***** Information *****
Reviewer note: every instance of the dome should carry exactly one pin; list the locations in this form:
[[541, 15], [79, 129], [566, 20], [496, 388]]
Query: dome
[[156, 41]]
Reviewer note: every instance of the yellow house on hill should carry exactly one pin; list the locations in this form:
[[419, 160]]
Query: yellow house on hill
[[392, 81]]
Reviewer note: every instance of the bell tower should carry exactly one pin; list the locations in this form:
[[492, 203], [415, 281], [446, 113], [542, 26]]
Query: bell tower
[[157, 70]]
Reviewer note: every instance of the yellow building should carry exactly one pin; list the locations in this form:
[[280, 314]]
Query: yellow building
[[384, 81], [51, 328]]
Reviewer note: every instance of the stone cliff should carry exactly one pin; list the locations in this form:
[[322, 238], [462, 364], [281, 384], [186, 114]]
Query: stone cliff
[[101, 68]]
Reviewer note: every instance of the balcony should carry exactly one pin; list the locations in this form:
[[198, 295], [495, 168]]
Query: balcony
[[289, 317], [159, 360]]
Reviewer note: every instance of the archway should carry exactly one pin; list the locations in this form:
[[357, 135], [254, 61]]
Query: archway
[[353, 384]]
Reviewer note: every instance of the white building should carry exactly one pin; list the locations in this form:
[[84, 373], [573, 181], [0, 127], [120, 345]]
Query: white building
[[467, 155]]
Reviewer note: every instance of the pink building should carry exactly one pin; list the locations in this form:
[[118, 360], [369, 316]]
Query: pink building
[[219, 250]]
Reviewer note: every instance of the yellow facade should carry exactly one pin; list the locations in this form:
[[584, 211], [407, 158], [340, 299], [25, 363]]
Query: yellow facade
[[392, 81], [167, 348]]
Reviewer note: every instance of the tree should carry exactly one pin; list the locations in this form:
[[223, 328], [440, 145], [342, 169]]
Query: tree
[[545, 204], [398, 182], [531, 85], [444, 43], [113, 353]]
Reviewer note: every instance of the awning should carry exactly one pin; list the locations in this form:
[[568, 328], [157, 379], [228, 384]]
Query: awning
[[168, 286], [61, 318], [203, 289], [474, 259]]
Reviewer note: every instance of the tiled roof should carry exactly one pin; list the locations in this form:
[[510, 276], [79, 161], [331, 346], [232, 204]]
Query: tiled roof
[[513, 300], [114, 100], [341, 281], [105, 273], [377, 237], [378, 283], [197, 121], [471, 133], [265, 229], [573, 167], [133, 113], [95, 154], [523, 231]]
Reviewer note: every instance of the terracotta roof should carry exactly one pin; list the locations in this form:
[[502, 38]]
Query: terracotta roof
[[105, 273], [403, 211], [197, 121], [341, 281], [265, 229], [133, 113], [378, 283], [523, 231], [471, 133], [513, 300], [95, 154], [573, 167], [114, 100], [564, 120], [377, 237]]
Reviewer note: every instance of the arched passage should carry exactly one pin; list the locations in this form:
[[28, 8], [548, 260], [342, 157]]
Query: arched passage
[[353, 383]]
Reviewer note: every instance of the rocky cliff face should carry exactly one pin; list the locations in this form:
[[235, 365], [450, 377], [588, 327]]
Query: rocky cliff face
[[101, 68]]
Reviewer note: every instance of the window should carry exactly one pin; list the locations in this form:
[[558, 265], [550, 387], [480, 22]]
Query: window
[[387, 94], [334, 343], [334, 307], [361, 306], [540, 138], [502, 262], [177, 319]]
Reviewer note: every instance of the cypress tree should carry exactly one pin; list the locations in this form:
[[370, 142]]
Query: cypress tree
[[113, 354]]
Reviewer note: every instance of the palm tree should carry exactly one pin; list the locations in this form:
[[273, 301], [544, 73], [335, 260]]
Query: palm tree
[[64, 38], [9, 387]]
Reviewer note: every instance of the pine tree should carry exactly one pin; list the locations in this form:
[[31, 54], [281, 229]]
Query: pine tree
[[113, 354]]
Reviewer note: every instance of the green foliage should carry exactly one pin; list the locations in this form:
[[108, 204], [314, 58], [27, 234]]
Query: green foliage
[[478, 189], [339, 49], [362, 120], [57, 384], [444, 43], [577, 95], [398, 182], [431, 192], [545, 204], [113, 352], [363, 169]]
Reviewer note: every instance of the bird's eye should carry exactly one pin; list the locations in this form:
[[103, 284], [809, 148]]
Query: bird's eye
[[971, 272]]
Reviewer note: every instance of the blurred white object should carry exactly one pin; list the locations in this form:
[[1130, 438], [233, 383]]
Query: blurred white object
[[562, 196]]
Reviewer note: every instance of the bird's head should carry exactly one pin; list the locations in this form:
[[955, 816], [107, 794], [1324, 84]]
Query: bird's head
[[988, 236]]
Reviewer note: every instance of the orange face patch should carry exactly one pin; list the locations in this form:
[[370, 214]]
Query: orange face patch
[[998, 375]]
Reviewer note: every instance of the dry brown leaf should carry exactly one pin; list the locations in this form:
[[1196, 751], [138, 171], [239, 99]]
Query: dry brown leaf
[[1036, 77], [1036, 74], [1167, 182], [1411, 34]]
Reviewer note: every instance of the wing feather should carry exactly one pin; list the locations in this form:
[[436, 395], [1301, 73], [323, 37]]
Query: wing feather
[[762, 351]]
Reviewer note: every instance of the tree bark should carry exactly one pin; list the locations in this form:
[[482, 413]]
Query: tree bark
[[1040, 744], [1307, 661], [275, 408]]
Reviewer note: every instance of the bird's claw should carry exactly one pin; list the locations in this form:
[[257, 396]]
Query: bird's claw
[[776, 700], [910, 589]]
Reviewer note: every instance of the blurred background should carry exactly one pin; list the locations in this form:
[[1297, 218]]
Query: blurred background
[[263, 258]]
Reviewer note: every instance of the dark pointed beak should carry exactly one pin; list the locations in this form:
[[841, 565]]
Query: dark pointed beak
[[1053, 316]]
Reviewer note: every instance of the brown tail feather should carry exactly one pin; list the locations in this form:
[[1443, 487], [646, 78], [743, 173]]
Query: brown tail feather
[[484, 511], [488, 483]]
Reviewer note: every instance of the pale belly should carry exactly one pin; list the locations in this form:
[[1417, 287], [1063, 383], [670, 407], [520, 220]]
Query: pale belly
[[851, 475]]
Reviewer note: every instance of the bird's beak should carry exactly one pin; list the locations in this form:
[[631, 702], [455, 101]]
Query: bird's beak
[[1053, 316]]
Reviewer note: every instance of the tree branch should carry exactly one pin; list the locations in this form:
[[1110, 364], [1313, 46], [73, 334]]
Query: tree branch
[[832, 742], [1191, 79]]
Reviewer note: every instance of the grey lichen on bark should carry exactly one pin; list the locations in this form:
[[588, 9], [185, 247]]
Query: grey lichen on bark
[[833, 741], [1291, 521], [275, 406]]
*****
• _Work instructions_
Every line above should be printed again exactly as it stands.

• _Response area_
Reviewer note: every instance of the dome should carry exactly one pin; list the locations in this form:
[[541, 15], [79, 129], [566, 20], [496, 388]]
Query: dome
[[156, 41]]
Reviewer note: every instance of the yellow house on hill should carry exactly one pin; list the locations in this form:
[[419, 160]]
Query: yellow house on hill
[[392, 81]]
Reviewer note: every instance of the bell tower should carry exactly one pin; list the locations in this form:
[[492, 203], [415, 281], [446, 113], [542, 26]]
Query: bell tower
[[157, 70]]
Reviewer note: every instance of the yellow building should carry exactly one pin; list the locations in this form:
[[280, 314]]
Query: yellow building
[[384, 81], [51, 328]]
Reviewer note: every instance of the stone cliff should carry exactly one pin; list the locations in this form:
[[322, 238], [462, 364], [281, 384], [186, 114]]
Query: stone cliff
[[101, 68]]
Reviewer note: every instance of the balcony should carry exactly one pin; list the locations in this form:
[[198, 295], [495, 168]]
Query: balcony
[[289, 317], [159, 360]]
Reviewer note: every instance of the archway should carry exactly one pin; list the locations in this form:
[[357, 135], [254, 61]]
Query: archway
[[353, 384]]
Reviewer note: every instance of the white building should carry exactly one pin; list the locations in this form:
[[84, 373], [573, 181], [0, 127], [120, 345]]
Query: white building
[[467, 155]]
Reviewer note: every instance of the pink building should carry exactly one pin; list the locations in this form:
[[118, 360], [369, 316]]
Query: pink building
[[219, 250]]
Reviewer note: every instance of the yellow facade should carry exactly one pin; list the locations in this form:
[[584, 211], [407, 158], [340, 299], [25, 363]]
Query: yellow facade
[[392, 81], [167, 348]]
Reviewer note: every instance of the tree should carry exactly one pin; list the locations in this form:
[[223, 328], [440, 145], [342, 169]]
Query: tree
[[545, 204], [398, 182], [531, 85], [444, 43], [113, 353]]
Reviewer note: every instance of the awning should carry exactly one pin; list the locations in this form:
[[568, 328], [157, 379], [228, 384]]
Query: awning
[[168, 286], [61, 318], [203, 289], [474, 259]]
Reviewer note: every instance of the tiled roof should carry exactly one pin; list the locations in this form:
[[510, 276], [79, 161], [331, 346], [232, 204]]
Query: tiled roof
[[513, 300], [114, 100], [341, 281], [105, 273], [377, 237], [378, 283], [197, 121], [471, 133], [265, 229], [573, 167], [133, 113], [95, 154], [523, 231]]
Reviewer note: every instance of the terracotta roof should carry exactly one pin; list the locations in this form:
[[502, 38]]
Query: terracotta roof
[[105, 273], [403, 211], [197, 121], [341, 281], [265, 229], [133, 113], [378, 283], [523, 231], [471, 133], [513, 300], [95, 154], [573, 167], [114, 100], [564, 120], [377, 237]]
Reviewer note: every instance of the arched passage should carry exactly one pin; list the locations in this form:
[[28, 8], [548, 260], [342, 157]]
Query: arched passage
[[353, 383]]
Reviewer note: every instance of the rocky cliff face should carry exactly one pin; list the locations in this form:
[[235, 365], [450, 377], [588, 327]]
Query: rocky cliff face
[[101, 68]]
Reviewer note: every instance of the window should carry exactly one pin; list the locations in this form:
[[558, 265], [550, 387], [480, 22]]
Query: window
[[387, 94], [334, 343], [334, 307], [361, 306], [540, 138], [502, 262], [177, 319]]
Reviewer note: every instance of the cypress tree should carry exactly one pin; list the locations in this form:
[[370, 142]]
Query: cypress tree
[[113, 354]]
Reviewer note: every instance of the palm tree should carry exactly one pin; list the locations in this form:
[[273, 301], [544, 73], [335, 260]]
Query: palm tree
[[64, 38], [9, 387]]
Reviewer note: every instance of the pine tree should carry exactly one pin; list the locations in this form:
[[31, 54], [281, 229]]
Query: pine tree
[[113, 354]]
Reviewer note: every instance of the green foliage should carry exactly one pin; list the locations in this form:
[[108, 204], [314, 58], [27, 234]]
Query: green foliage
[[478, 189], [339, 49], [362, 120], [57, 384], [444, 43], [577, 95], [398, 182], [431, 192], [545, 204], [113, 352], [363, 169]]
Reviewer note: every instance of the bird's eye should carry exactly one pin; list the locations in this form:
[[103, 284], [809, 148]]
Query: bird's eye
[[971, 272]]
Reviewer note: every instance of the blurred white object should carry exactly one pin; list the locations in this form:
[[1130, 438], [233, 383]]
Query: blurred white object
[[562, 196]]
Reviewer note: every instance of the bird's head should carry exactly one pin; list the locations in this form:
[[955, 816], [107, 794], [1324, 84]]
Query: bird's head
[[988, 236]]
Reviewer note: every instance of the orange face patch should carry exactly one pin; list the locations in this form:
[[370, 214]]
Query: orange face patch
[[998, 375]]
Reviewer note: every instance of the dry brown leaf should carry exactly one pin; list the locations in this form:
[[1196, 751], [138, 171], [239, 99]]
Query: dry brown leaf
[[1036, 77], [1036, 74], [1167, 182], [1411, 34]]
Reviewer note: every instance of the wing feather should carry exactly one pin; list the locations in this form:
[[436, 395], [1301, 73], [323, 37]]
Query: wing feather
[[762, 351]]
Reviewer note: every instance of the tree bark should carry exactly one pin; list the locations in this form:
[[482, 413]]
Query: tree bark
[[1040, 744], [1307, 661], [275, 408]]
Reviewer note: every instance of the bird's claw should carry exactly one pin; list the locations in this form:
[[257, 396]]
Query: bird's claw
[[776, 700], [910, 589]]
Reviewer note: every instance of the blurred background should carry exactly one pin; list the locations in this form:
[[1297, 218]]
Query: blurred background
[[263, 258]]
Reviewer note: every instance of the dark pointed beak should carry exactly one pin; list the locations in this form:
[[841, 565]]
Query: dark pointed beak
[[1053, 316]]
Reviewer note: every instance of the brown tail feather should carry exactly one pin; list the locations in this form:
[[1443, 487], [646, 78], [743, 173]]
Query: brown tail feather
[[484, 511], [488, 483]]
Reviewer note: every instance of the pale belly should carry exactly one pin; list the locations in this form:
[[1417, 287], [1063, 383], [670, 407], [520, 220]]
Query: pale belly
[[851, 475]]
Reviewer note: every instance of the bird's beak should carry exactly one pin; list the locations in this form:
[[631, 702], [455, 101]]
Query: bird's beak
[[1053, 316]]
Reviewer note: every instance of the tree branch should carry exactly one pin; list the locations in this form:
[[1110, 364], [1313, 46], [73, 334]]
Query: tree branch
[[832, 742], [1191, 79]]
Reviewer note: every instance of the grey lichen on bark should carry exactly one pin; list the locations in this form:
[[588, 9], [185, 247]]
Query: grey lichen on bark
[[833, 741], [1291, 521], [275, 406]]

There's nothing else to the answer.